- **Document**:

The Activist in Residence for Spring 2023 was Stevie Johnson.. Dr. View is the founder and executive producer of Fire in Little Africa, a multimedia hip hop project that consisted of four components: a 21-track hip hop album which was signed to Motown Records, an award-winning documentary, podcast and curriculum inspired by Black Wall Street, and the 100-year acknowledgment of the 1921 Tulsa Race Massacre. The project, featuring 60 artists from the state of Oklahoma, was released in May 2021 and accumulated over 7 million streams across all digital streaming platforms. 

In addition, Dr. View is the 2023 Nasir Jones Hip Hop Fellow at Harvard University, which is named after iconic hip hop legend and artist, Nas. The Nasir Jones Fellowship program funds scholars and artists who demonstrate exceptional scholarship and creativity in the arts in connection with hip hop, seeking projects that represent individual creative and/or intellectually rigorous contributions to hip hop and its discourse through personal projects. 

Fall 2018

The Activist in Residence for Fall 2018 was Ellen Stackable. Ellen is the Executive Director and co-founder of the organization Poetic Justice, which focuses on giving a voice to women who are incarcerated in Oklahoma. The organization uses creative writing as a means of reinstating identity and has reached close to 2,000 women thus far. In 2015, she was one of ten women awarded the Women of the Year Pinnacle Award and was named a CNN Hero in 2018.

Stored data:
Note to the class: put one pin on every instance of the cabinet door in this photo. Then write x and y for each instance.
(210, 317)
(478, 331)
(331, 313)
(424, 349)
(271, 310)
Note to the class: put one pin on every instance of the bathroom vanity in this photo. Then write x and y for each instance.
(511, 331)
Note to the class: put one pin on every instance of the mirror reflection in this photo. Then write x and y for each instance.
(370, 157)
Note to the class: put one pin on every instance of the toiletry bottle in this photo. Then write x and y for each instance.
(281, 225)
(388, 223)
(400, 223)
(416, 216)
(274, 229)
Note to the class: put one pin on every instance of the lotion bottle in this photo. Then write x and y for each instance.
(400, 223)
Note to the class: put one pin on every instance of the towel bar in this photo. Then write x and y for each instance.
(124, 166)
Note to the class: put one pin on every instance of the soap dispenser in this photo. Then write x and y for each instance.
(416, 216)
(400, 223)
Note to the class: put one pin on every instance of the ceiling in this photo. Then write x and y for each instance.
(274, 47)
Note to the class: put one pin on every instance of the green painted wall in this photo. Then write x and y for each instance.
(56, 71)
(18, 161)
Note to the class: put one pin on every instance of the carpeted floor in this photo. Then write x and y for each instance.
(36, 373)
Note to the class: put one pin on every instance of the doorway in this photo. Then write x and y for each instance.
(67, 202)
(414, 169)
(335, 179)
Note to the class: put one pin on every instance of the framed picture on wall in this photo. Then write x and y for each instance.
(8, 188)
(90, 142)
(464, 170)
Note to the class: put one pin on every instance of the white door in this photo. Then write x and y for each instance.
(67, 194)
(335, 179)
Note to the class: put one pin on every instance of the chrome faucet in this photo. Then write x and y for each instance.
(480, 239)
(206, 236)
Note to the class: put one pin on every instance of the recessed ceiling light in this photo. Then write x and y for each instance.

- **What needs to be done**:
Using the text on activists in residence, answer these questions:
1. How many tracks were on the hip hop album in Fire in Little Africa?
2. Which hip hop artist is the Nasir Jones Fellowship named after?
3. What organization did Ellen Stackable co-found?

- **Worked solution**:
1. 21
2. Nas
3. Poetic Justice